Extract the full set of records, then give each one again exactly.

┏━━

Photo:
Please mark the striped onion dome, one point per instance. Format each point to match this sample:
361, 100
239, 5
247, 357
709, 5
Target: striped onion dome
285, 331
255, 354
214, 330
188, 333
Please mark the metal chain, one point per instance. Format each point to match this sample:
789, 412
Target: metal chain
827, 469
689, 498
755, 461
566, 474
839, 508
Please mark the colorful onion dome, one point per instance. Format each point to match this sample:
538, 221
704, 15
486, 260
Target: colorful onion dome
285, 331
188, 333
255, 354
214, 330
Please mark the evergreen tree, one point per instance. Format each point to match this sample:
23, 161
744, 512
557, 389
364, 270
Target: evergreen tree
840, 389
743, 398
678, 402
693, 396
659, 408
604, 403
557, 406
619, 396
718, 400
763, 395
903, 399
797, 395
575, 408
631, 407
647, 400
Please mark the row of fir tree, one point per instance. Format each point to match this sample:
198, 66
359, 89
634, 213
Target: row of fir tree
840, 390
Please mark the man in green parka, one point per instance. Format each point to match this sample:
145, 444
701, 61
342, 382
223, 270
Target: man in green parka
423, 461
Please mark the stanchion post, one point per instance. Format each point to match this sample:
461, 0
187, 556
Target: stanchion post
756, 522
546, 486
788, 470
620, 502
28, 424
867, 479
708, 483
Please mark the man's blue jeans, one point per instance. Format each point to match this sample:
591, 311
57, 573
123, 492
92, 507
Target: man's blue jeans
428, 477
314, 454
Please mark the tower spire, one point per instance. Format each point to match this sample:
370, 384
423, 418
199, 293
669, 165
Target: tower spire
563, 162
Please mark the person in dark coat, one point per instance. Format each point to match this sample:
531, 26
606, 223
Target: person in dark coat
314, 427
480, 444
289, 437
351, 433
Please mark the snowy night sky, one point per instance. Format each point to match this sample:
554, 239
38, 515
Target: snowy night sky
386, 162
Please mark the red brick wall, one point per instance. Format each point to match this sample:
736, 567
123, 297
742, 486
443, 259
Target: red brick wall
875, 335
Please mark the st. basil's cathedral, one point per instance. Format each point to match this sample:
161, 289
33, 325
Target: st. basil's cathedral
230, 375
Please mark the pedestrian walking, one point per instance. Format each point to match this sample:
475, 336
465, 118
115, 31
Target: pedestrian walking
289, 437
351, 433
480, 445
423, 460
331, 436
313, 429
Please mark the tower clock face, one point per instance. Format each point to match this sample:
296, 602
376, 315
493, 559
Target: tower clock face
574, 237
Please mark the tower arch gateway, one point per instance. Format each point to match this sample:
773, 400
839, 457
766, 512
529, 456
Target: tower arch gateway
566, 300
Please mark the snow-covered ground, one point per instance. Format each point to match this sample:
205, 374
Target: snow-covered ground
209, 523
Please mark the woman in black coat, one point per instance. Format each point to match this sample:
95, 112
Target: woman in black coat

┗━━

» Full solution:
Photo:
Please mark the striped onion dome, one point per instance. Format each point to match this sample:
361, 100
239, 5
247, 357
709, 5
Target: striped onion dome
285, 331
255, 354
214, 330
188, 333
Please mark the metal chain, one point per instance. Format each point to match this sample:
789, 412
Target: metal chain
827, 469
689, 498
755, 461
566, 474
839, 508
Please mark the colorful onion dome, one point per instance. Format each point to match this sample:
538, 221
704, 15
486, 260
Target: colorful onion dome
285, 331
188, 333
255, 354
214, 330
Please mark the evergreen tree, one point per instance. Format each point to match this sample:
23, 161
744, 512
557, 389
364, 270
Target: evergreen tree
840, 389
743, 398
678, 402
693, 396
659, 408
604, 403
557, 406
619, 396
718, 400
763, 395
903, 399
797, 395
575, 408
631, 407
647, 400
Please mark the row of fir tree, one point per instance. Format each point to match this sample:
198, 66
359, 89
634, 213
Target: row of fir tree
840, 390
Please mark the man in green parka, one point per instance. Format each point to match this sample:
145, 444
701, 61
342, 382
223, 270
Target: man in green parka
423, 461
Please mark the stanchion post, one point per instance. Format each point to match this sample:
461, 0
187, 556
Target: stanchion post
756, 522
546, 486
788, 470
620, 502
28, 424
867, 479
708, 483
Please mark the man's blue jeans, one point per instance. Format each point to match this sample:
591, 311
57, 573
123, 492
92, 507
Target: man's blue jeans
428, 477
314, 454
Please mark the tower spire, one point per instance. Format each point to match this sample:
370, 384
423, 418
199, 293
669, 165
Target: tower spire
563, 162
Please mark the person in dark coat, one point per instance. Format each point to match this sample:
531, 26
606, 223
Target: person in dark coat
314, 427
480, 444
289, 437
351, 433
Please mark the snowy night sky, one point per instance. Format each point to match this sample:
554, 239
38, 515
Target: snowy night sky
386, 162
Please mark the red brick wall, one point per instance. Format each point to match this sample:
736, 567
123, 297
742, 486
443, 259
Target: red brick wall
875, 335
Please mark the st. basil's cathedral, one point per instance. Format each point to match this sample:
161, 289
33, 325
Target: st. basil's cathedral
230, 375
Please mark the pedestrian walking, one point per instance. Format each point to match this sample:
475, 336
465, 118
115, 31
Target: pedestrian walking
289, 437
351, 433
480, 445
423, 460
331, 436
313, 429
Please mark the tower clock face, one point per instance. Format each point to match this sample:
296, 602
376, 315
493, 559
Target: tower clock face
574, 237
Please mark the tower arch gateway, one point per instance. Format each point to match this sample:
773, 400
839, 457
766, 512
529, 456
Target: tower arch gateway
566, 300
Please mark the snow-covered ground, one point per instance. Format each point to match this sample:
205, 374
Target: snow-covered ground
209, 523
Please mark the woman in black coat, one point per instance. Format each point to match this sample:
95, 112
Target: woman in black coat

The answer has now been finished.